━━━ Extracted records

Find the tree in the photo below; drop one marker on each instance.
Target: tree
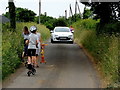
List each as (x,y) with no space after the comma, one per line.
(87,13)
(12,14)
(107,12)
(24,15)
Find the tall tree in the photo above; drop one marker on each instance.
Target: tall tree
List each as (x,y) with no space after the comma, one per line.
(12,14)
(24,15)
(87,13)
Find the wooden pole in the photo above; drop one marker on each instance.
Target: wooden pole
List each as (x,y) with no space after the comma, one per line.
(39,10)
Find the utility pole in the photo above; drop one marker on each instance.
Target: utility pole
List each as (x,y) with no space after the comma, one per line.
(12,14)
(65,14)
(71,10)
(39,10)
(76,7)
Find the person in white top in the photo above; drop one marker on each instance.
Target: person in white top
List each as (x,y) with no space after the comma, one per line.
(32,43)
(25,34)
(38,47)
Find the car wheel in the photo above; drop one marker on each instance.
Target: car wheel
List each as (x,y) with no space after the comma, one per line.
(71,42)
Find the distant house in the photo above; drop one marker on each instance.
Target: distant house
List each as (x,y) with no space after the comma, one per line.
(4,19)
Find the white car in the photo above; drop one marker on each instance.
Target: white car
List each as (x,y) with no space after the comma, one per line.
(62,34)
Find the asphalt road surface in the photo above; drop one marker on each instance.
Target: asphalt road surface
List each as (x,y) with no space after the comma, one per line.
(67,67)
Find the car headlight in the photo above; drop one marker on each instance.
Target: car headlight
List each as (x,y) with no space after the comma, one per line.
(70,36)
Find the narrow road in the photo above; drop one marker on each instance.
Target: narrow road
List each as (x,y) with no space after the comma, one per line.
(67,67)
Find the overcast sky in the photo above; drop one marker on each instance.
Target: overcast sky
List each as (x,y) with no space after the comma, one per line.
(54,8)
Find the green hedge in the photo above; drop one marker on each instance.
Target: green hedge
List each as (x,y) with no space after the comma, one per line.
(105,49)
(12,46)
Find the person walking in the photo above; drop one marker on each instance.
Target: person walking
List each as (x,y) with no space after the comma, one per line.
(25,34)
(38,48)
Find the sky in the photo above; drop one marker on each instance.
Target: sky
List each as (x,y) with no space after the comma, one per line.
(54,8)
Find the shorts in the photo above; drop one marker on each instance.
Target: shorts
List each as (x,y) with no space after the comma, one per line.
(38,50)
(25,50)
(31,52)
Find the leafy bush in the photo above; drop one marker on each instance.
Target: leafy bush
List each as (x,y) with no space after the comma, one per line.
(12,46)
(103,47)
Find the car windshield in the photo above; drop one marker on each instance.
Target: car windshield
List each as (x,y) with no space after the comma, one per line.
(62,30)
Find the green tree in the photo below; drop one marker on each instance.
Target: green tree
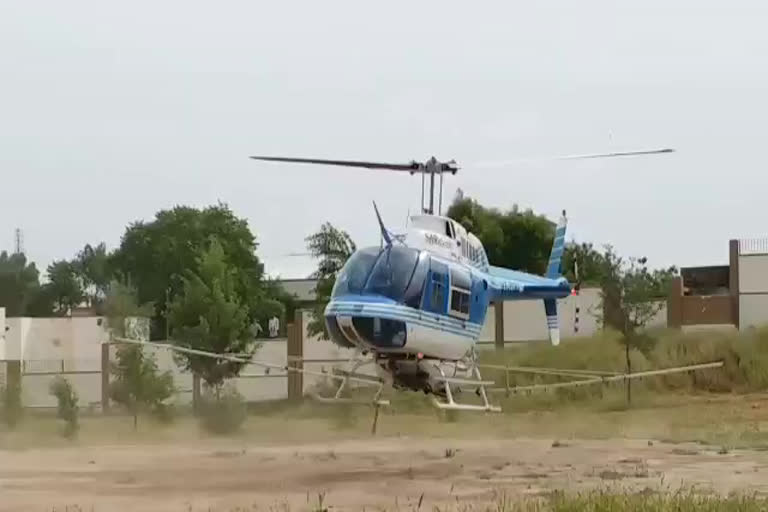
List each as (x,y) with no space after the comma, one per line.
(19,283)
(332,247)
(155,256)
(631,295)
(91,266)
(209,314)
(137,383)
(64,286)
(120,307)
(514,238)
(588,260)
(68,409)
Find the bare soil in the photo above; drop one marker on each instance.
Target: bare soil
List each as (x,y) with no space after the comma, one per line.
(393,472)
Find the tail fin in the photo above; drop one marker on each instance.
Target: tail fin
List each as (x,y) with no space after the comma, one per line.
(553,326)
(553,267)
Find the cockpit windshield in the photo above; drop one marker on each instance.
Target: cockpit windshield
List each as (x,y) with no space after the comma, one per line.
(354,273)
(375,271)
(392,272)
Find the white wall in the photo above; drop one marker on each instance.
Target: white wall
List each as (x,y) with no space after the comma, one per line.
(2,334)
(753,274)
(526,321)
(753,311)
(40,341)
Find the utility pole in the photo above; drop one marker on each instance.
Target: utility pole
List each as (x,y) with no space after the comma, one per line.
(18,245)
(167,308)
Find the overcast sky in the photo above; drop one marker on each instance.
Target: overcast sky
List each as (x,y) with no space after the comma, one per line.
(110,111)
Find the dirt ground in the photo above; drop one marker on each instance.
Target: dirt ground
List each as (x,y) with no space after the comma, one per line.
(393,472)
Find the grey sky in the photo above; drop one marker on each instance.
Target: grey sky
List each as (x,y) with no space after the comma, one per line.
(110,111)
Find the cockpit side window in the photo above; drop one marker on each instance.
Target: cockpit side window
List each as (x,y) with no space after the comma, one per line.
(461,283)
(415,289)
(354,274)
(448,230)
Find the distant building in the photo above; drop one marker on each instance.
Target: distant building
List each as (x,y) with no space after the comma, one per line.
(302,289)
(729,295)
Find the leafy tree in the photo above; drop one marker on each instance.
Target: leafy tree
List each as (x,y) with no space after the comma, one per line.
(64,287)
(91,266)
(156,256)
(67,409)
(631,295)
(587,259)
(209,314)
(514,239)
(333,247)
(120,307)
(19,283)
(138,384)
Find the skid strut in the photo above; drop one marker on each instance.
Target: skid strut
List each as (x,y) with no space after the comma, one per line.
(476,382)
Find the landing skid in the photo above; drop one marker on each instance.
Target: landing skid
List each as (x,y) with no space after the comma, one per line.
(475,382)
(350,375)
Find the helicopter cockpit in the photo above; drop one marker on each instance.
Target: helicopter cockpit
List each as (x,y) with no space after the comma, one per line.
(397,273)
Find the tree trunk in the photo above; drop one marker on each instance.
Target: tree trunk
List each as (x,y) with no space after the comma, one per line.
(629,370)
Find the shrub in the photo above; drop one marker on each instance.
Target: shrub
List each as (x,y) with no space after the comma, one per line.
(67,405)
(224,411)
(11,404)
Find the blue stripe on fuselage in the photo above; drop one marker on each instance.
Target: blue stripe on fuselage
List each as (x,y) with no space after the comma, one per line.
(380,307)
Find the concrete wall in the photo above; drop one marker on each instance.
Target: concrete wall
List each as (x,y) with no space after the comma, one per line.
(525,320)
(753,273)
(753,290)
(753,311)
(38,341)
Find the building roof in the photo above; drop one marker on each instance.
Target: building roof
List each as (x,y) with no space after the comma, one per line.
(302,289)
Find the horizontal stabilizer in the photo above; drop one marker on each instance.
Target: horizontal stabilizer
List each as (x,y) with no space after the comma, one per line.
(553,325)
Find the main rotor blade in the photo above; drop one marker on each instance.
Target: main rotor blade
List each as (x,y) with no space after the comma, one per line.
(413,166)
(621,153)
(517,161)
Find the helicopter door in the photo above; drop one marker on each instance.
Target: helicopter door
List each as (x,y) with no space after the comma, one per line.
(435,298)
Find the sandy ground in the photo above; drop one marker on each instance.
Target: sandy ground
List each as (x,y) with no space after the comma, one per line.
(392,472)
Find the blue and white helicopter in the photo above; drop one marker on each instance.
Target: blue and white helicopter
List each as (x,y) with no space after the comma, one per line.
(416,304)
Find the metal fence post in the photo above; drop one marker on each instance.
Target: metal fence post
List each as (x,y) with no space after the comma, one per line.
(104,377)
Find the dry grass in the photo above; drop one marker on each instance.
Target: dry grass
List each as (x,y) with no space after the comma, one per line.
(557,501)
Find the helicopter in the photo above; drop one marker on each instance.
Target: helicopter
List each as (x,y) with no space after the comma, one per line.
(415,305)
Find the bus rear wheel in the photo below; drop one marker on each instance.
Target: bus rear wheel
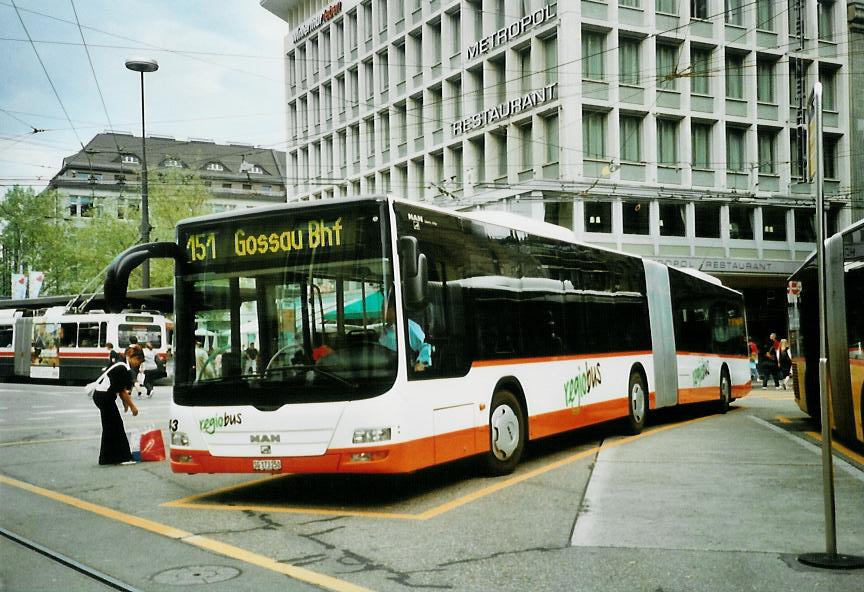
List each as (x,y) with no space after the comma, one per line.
(637,401)
(506,434)
(725,391)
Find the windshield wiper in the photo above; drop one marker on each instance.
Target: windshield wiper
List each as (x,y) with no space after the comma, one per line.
(317,370)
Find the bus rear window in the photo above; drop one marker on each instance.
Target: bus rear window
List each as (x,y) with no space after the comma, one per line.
(144,334)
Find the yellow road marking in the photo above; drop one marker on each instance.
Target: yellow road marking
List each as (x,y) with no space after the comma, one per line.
(48,441)
(298,573)
(839,447)
(192,503)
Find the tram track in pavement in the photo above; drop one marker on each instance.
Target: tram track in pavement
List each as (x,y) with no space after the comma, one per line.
(59,558)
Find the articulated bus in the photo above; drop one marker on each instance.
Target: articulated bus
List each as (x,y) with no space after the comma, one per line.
(70,347)
(844,273)
(508,331)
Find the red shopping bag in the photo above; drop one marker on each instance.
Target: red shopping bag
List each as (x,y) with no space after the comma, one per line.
(152,446)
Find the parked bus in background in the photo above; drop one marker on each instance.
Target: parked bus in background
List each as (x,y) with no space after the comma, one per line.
(844,273)
(508,331)
(71,347)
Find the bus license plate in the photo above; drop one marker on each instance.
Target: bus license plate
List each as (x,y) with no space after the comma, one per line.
(269,464)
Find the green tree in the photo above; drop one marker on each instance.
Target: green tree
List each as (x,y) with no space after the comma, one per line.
(73,253)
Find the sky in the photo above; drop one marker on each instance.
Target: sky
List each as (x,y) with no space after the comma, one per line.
(220,76)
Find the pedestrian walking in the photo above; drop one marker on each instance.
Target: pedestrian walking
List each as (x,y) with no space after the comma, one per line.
(768,366)
(117,381)
(784,362)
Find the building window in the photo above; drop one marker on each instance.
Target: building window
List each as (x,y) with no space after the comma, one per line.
(700,136)
(630,137)
(734,76)
(527,147)
(767,140)
(699,68)
(598,217)
(593,134)
(829,153)
(741,222)
(501,152)
(805,226)
(667,66)
(551,127)
(550,53)
(829,92)
(773,224)
(736,149)
(628,60)
(734,12)
(666,6)
(707,219)
(593,51)
(765,15)
(81,206)
(765,81)
(673,220)
(635,217)
(525,68)
(667,142)
(825,14)
(455,19)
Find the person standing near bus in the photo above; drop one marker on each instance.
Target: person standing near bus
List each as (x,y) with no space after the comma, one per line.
(117,381)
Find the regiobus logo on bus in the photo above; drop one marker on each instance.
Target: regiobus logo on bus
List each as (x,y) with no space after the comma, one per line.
(580,385)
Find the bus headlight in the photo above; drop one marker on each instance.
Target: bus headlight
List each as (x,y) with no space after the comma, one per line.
(179,439)
(367,435)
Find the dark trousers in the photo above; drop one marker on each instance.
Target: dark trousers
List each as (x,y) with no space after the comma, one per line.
(769,370)
(115,446)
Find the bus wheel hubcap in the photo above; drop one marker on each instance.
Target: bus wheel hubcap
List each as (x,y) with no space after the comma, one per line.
(505,432)
(637,402)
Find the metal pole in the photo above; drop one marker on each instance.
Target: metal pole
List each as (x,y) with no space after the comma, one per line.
(829,559)
(145,211)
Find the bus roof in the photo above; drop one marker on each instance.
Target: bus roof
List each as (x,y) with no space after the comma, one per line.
(859,225)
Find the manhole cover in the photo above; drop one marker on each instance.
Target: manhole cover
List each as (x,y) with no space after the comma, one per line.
(196,574)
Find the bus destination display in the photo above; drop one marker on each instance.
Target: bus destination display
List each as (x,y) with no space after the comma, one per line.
(262,239)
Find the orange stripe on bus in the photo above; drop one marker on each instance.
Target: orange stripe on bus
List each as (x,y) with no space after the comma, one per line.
(544,359)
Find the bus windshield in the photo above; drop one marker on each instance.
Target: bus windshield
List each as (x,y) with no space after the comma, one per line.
(268,326)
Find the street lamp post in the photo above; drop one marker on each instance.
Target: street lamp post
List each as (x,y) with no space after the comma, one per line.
(143,65)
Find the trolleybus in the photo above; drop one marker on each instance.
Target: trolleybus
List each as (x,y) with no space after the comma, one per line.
(508,331)
(71,347)
(844,273)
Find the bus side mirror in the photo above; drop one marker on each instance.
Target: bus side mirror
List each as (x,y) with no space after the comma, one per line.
(415,272)
(408,256)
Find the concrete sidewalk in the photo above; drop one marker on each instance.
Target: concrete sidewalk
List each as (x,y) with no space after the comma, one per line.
(734,484)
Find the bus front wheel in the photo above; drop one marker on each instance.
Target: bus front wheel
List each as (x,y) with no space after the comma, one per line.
(506,434)
(637,400)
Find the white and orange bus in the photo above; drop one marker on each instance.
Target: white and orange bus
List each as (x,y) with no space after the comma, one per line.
(844,273)
(57,345)
(524,333)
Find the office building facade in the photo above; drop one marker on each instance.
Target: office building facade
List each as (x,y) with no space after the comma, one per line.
(667,128)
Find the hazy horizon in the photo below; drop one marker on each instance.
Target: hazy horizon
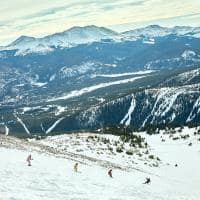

━━━━━━

Pull out every line of the rows above that contains the string "skid", and copy each one in full.

Find the skid strut in the photo above; drop one marker on each instance.
Target: skid strut
Find the landing skid in the photo above; drop one marker on each instance.
Target: landing skid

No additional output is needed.